THINGS TO DO:
- 1) From the passage on prayer and worship, extract the words from "Of what do we" to "hearts and minds?" without changing anything.
- 2) Decide whether each statement agrees with the passage on prayer and worship. Answer yes or no for each, and quote the passage's deciding words. (a) The Lord Jesus teaches that when we pray we should say, "Give us this day our daily bread." (b) In the divine service we seek after the things of this world. (c) When prayer flows from our own little faith, we act like the gentiles or the nations.
- 3) Carry on the passage on prayer and worship from its last sentence.

PAGE:
For this reason the Lord Jesus also teaches how to pray. He says that when we pray we should pray this: “Give us this day our daily bread.”
Notice the contrast between this service and the services that our sinful hearts seek. In the divine service we seek after the kingdom of God and His righteousness, trusting that all else shall be added unto us in accord with the fulfillment of God’s will being done on earth even as it is in heaven. According to our sinfulness we seek after the things of this world, the mammon. According to the prayer or service or worship that flows from the one true faith we pray according to what God wills and according to what God declares. According to the prayer or service or worship that flows from our own little faith, we act like the gentiles or the nations and we say: “What shall we eat? or, What shall we drink? or, Wherewithal shall we be clothed?”
Of what do we partake in our lives of worship? What thoughts flow from the faith that we hold? In what or whom do we really trust? What or whom do we declare with our thoughts and our prayers to be the one true master of our hearts and minds?

ITEMS:
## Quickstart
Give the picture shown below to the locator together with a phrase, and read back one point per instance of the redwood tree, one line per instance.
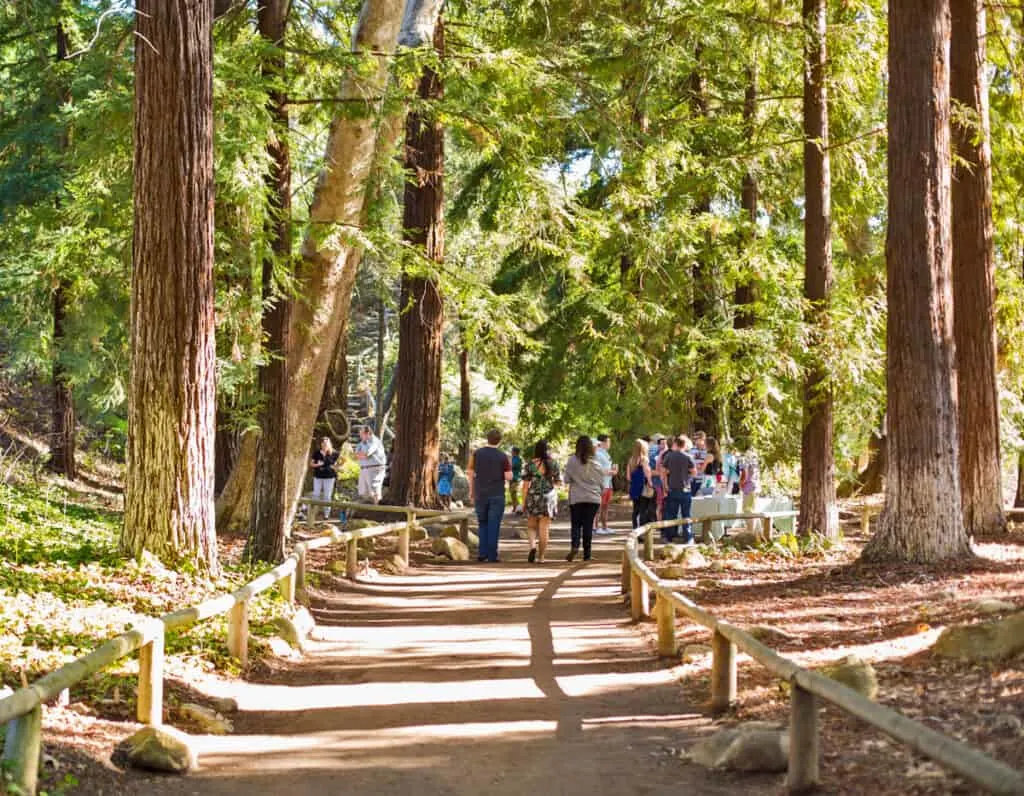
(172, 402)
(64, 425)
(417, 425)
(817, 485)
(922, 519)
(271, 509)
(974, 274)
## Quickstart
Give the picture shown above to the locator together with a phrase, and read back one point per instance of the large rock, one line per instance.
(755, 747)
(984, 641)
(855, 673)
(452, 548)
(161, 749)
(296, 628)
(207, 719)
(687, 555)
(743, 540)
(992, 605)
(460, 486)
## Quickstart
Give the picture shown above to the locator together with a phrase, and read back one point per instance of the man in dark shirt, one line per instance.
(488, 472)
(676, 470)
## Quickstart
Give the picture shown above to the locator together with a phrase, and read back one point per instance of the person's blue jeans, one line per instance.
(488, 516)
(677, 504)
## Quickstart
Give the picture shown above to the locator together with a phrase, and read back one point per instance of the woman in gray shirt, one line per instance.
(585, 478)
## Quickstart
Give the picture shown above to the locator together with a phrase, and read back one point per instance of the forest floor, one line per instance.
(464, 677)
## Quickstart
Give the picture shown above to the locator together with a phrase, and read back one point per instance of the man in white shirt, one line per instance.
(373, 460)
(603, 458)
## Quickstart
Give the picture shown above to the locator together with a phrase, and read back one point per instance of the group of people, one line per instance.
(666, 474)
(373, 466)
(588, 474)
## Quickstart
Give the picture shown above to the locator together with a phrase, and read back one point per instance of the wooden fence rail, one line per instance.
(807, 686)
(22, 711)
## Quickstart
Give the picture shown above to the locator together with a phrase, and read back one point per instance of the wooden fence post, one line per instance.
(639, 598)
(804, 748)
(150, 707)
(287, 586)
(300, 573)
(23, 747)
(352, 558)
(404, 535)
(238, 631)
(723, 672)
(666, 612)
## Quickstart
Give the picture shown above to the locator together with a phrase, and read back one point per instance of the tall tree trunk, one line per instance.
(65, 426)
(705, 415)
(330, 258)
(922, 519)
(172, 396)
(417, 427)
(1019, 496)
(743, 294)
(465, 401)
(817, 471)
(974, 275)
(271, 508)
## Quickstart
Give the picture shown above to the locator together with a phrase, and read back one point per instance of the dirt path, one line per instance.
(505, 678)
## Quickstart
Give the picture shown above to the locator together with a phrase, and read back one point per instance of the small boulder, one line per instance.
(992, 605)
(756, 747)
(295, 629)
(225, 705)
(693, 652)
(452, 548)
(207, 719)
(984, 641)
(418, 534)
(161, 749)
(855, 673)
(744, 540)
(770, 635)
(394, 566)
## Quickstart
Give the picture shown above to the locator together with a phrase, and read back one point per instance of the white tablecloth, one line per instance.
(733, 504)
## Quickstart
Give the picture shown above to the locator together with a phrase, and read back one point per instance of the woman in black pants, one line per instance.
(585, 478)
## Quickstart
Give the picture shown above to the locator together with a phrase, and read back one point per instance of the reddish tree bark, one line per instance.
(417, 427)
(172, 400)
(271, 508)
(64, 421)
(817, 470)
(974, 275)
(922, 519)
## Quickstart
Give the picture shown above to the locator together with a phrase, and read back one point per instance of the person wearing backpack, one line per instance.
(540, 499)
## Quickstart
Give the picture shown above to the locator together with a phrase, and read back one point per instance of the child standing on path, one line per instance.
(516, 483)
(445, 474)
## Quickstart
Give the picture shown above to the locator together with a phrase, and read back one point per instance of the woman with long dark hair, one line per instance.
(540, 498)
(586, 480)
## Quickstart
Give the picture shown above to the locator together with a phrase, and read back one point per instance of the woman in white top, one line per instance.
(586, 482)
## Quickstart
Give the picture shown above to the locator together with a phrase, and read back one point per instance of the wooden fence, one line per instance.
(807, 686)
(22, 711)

...

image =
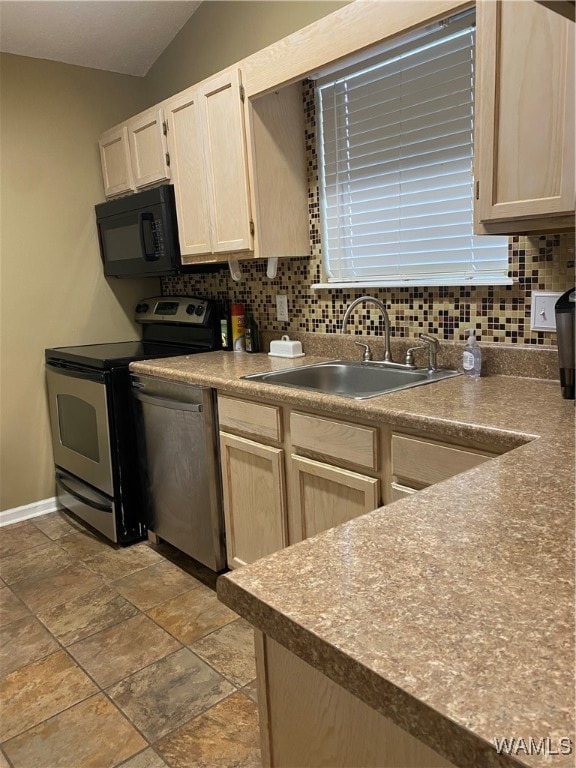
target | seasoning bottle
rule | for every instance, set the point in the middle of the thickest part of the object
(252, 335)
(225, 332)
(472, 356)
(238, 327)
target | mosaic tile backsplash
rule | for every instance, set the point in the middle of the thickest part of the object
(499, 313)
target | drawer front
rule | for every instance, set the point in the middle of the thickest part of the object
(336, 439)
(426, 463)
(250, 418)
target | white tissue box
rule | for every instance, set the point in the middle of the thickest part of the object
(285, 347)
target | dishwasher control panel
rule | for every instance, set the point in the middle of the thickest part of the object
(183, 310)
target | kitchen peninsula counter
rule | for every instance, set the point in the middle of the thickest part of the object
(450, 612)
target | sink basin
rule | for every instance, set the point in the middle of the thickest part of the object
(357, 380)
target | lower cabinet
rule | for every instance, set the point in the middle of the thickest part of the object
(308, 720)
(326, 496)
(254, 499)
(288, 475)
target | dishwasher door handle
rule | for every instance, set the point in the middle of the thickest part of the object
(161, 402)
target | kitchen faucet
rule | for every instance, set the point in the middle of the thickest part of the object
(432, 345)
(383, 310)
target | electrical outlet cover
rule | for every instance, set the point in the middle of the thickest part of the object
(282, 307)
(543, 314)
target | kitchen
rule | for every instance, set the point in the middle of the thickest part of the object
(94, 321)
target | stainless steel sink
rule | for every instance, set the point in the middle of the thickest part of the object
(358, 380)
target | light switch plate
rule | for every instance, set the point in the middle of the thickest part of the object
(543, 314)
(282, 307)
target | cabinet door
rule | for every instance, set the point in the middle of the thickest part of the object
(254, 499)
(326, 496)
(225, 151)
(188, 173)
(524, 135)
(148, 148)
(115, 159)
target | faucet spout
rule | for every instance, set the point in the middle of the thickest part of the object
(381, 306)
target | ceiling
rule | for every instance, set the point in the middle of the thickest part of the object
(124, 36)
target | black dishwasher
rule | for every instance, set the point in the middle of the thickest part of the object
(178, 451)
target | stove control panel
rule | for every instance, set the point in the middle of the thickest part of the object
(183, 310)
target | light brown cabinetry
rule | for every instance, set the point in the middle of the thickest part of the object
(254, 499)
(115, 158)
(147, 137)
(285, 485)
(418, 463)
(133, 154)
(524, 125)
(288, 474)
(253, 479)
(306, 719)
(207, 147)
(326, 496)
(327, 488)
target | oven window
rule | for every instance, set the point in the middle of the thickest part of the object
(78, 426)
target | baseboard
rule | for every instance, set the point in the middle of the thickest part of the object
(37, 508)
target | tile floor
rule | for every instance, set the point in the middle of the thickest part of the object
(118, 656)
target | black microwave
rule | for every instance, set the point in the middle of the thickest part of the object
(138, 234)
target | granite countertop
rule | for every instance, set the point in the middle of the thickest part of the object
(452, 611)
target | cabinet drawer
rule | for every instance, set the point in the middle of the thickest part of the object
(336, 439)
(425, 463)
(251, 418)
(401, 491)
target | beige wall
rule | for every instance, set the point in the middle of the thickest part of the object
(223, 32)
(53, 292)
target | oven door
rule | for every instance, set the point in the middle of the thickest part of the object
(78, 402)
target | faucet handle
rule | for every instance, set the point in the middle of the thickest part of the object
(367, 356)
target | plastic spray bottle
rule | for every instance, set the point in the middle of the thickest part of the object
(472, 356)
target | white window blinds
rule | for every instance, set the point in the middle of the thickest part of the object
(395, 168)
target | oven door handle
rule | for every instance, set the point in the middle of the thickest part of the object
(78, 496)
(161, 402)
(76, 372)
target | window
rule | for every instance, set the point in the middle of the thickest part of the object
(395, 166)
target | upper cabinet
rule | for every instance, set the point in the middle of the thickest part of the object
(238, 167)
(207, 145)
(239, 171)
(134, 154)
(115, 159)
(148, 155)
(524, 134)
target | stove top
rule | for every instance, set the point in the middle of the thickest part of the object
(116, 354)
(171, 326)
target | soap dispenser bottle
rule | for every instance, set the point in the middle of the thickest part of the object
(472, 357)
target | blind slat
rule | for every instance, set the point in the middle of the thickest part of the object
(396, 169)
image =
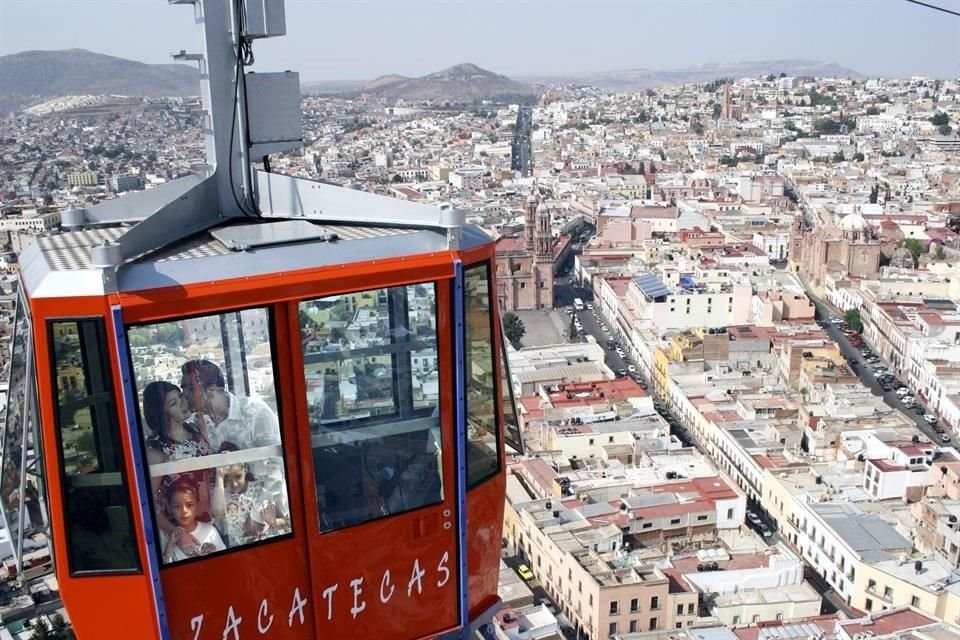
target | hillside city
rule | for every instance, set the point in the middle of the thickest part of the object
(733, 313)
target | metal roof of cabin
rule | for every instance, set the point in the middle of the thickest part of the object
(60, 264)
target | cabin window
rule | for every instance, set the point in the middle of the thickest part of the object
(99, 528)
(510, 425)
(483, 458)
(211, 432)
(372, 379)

--

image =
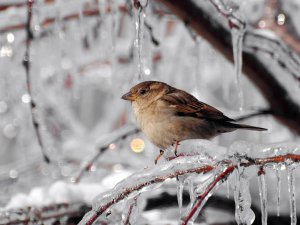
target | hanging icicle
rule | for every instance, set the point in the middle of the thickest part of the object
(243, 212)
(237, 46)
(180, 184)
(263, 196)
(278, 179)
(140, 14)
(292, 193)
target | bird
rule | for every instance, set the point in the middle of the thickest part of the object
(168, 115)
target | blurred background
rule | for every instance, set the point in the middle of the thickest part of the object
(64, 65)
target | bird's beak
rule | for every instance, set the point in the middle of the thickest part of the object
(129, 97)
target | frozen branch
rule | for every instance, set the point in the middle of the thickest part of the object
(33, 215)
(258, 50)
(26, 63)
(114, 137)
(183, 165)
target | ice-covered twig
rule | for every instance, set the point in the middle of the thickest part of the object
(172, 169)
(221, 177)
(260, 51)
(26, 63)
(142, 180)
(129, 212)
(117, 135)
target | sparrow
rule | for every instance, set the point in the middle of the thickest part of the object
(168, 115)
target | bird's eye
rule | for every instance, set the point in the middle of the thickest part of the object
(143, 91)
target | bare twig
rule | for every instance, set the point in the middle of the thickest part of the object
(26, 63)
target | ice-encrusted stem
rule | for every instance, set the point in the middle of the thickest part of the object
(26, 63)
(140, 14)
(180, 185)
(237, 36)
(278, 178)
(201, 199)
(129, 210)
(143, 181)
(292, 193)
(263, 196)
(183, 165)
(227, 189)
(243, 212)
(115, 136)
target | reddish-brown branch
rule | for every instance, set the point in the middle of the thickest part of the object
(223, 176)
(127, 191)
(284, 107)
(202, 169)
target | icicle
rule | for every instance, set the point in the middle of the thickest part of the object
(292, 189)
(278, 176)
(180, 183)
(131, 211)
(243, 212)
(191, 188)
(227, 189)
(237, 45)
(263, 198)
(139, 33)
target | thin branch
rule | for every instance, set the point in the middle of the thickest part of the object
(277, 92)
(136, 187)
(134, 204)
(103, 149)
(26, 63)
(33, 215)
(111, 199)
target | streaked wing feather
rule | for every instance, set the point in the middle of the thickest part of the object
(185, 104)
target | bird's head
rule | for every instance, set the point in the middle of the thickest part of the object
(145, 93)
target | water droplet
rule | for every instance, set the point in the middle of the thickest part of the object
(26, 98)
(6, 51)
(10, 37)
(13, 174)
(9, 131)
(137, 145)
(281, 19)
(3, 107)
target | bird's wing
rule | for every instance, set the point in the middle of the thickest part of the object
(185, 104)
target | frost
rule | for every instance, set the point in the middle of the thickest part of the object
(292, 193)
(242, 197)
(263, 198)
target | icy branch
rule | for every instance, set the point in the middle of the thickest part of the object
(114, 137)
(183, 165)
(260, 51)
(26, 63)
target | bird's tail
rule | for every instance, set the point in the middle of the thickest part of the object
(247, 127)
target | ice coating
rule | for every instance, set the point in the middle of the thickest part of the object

ANSWER LIST:
- 1)
Of what do we partake in our lives of worship? What thoughts flow from the faith that we hold? In what or whom do we really trust? What or whom do we declare with our thoughts and our prayers to be the one true master of our hearts and minds?

- 2)
(a) Yes: "He says that when we pray we should pray this: “Give us this day our daily bread.”"
(b) No: "In the divine service we seek after the kingdom of God and His righteousness"
(c) Yes: "According to the prayer or service or worship that flows from our own little faith, we act like the gentiles or the nations"

- 3)
This is why the Lord never directs us to our own faith but always to the faith that He gives. This is why the Lord never instructs us to believe more firmly but rather instructs us to receive His gifts by which He firms us up in the one true faith that He works in us. The faithfulness to which He directs us is His faithfulness. Our faithfulness is His faithfulness filling us up through the means of grace. He has given to us the means by which faith is given to us and preserved within us, or even better stated, the faith in which we are preserved. The Lord has given the form of worship by which our actions are made to be insignificant and His actions are made to be everything. The Lord has given the form of worship by which He is our one and only Lord or Master. His means of grace teach us that we are nothing so that our hearts and minds are turned to Him so as to be made to be what He will make of us. Then we begin to understand that faith is not something that we do but that God works in us and for us. Then we see that we do not make Jesus Lord of our lives but that He has made us members of the kingdom in which He IS. Jesus IS Lord, and by His grace He comes to us so that we know Him as our Lord. He comes to us through His means of grace and brings us into the communion of His kingdom of grace, where He rules by grace and nothing else has power over us. Then the power of His love is seen clearly and we then love Him with the love that He has loved us.
III. Sufficient unto the Day the Evil Thereof
The Lord Jesus concludes this matter, saying:
Take therefore no thought for the morrow: for the morrow shall take thought for the things of itself. Sufficient unto the day is the evil thereof.
Do not take part into the morrow. Why do we imagine that we can do such a thing? Why do we imagine that we can provide for or take action into the future? We do not even know what tomorrow will hold! Will we go to bed tonight and wake up into the morrow? Will we wake up in the same condition or will we have a stroke during the night and awaken paralyzed? Will we start the car and drive to work or will terrorists attack? Will the Lord come during the night and put an end to this evil age?
Why do we try to take part into the morrow? Why do we worry and fret? We worry because we do not trust God. We do not believe God’s goodness and so we imagine that we must somehow prepare ourselves for tomorrow. We forget that all good things come from above and so we work and we toil to provide good things for ourselves.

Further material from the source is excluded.